[Task description]: Continue the news article below about the Beirut museum exhibition of keys from destroyed homes in south Lebanon, starting right after its final sentence.

[Passage]:
####
An installation featuring keys from destroyed houses in south Lebanon forms part of an ongoing exhibition at a Beirut museum. JOSEPH EID / AFP
An installation featuring keys from destroyed houses in south Lebanon forms part of an ongoing exhibition at a Beirut museum. JOSEPH EID / AFP

Tears streamed down south Lebanon resident Fatima Hajj Ali's face as she stared at a host of keys hanging like windchimes from the ceiling of a Beirut museum -- each one symbolizing a home, like her own, destroyed by Israel.

Hajj Ali is among the thousands of southerners who lost their houses in the recent conflicts between Israel and Hezbollah, the first of which broke out in 2023 when the group launched attacks in support of its ally Hamas, and the second in March when it entered the Middle East war on the side of its backer Iran, AFP said.

"We were supposed to go home and open the door with the key, but there is no door anymore," the 23-year-old said.

Despite a lull in fighting following the signing of a memorandum of understanding between the United States and Iran on June 17, intermittent Israeli strikes continue, as do widespread demolitions in and around occupied villages, making it impossible for many people to return.

The exhibition "Hkeeli ya Jnoub", or "Tell me, O South", features pictures and videos preserving the memory of southern Lebanon at the capital's Beit Beirut museum.

Walking through, Hajj Ali reminisced on her home in Nabatieh al-Fawqa, which she was only able to visit once after an April truce that ultimately failed to stop the fighting.

"Half the house collapsed and half remained," she told AFP.

"I long for sunset and to hear the call to prayer in our garden while I drink my coffee," said the psychologist, adding that Beirut had "beautiful" places, but "they are not home".

One of the projects on display is "Keys Without Homes", which comprises videos of three southerners who kept the keys to their houses, even though they no longer exist.

The artist, 36-year-old Adeeb Farhat, himself from the south, said the idea came to him during the previous war in 2024, when he feared losing his own home.

"I was constantly haunted by the question: What will happen to my house? Will it be bombed? And how will my relationship with my house key change? Will we become the new Palestinians?" he said.
####
[Data extracts]:
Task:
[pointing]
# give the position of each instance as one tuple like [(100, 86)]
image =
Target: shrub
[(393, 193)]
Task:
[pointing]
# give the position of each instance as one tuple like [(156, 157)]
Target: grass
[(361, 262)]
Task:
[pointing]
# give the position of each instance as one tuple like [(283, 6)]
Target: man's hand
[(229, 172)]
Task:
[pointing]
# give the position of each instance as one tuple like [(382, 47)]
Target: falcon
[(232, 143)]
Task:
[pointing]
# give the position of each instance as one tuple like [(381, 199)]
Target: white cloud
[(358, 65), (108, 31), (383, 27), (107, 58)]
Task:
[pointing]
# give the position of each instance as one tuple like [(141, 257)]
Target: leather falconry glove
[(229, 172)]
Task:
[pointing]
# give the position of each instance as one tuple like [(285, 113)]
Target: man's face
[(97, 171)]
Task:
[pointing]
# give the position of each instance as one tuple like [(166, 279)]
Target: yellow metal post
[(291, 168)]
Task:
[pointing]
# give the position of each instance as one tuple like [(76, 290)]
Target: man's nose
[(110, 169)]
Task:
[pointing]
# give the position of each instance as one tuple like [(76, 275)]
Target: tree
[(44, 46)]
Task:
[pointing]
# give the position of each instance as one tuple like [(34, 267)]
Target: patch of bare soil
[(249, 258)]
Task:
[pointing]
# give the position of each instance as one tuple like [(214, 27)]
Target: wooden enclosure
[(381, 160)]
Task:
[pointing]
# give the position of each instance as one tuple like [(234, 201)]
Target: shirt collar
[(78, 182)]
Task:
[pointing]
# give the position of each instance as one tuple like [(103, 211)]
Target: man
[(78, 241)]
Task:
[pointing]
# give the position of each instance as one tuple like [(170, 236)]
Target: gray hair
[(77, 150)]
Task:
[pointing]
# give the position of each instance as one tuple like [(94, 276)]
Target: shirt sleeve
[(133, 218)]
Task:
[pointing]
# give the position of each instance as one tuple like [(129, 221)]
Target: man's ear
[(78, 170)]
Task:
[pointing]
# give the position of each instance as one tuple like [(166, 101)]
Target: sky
####
[Result below]:
There is a longstanding tradition among Palestinians of keeping the keys of homes they lost during the Nakba -- or "catastrophe" in Arabic -- which saw the flight and expulsion of an estimated 760,000 Palestinian Arabs during the creation of the State of Israel in 1948.

- 'What Remains' -

Within the exhibition halls, a bedroom, living room and kitchen -- complete with a glass jug, coffee pot, and spice containers -- recreate details of daily life in the homes of southern Lebanese residents.

The exhibition also includes an old photograph of the coastal city of Tyre, a black-and-white video of Nabatieh, and notebooks in which visitors wrote down their memories of the south.

In another work called "What Remains", Sama Beydoun, 29 and living in Paris, showed pictures of her grandfather's now-destroyed home in Bint Jbeil, near the border with Israel, which she last saw in 2025.

However, a technical glitch resulted in most of the images appearing blurry, making them look like a "dream", Beydoun said.

"I remember how many people this house brought together, how my family grew up there, how many generations it witnessed, and how life changed, while some things remained constant", like the weekly Sunday gatherings, she said.

"Life was very simple, but it was beautiful."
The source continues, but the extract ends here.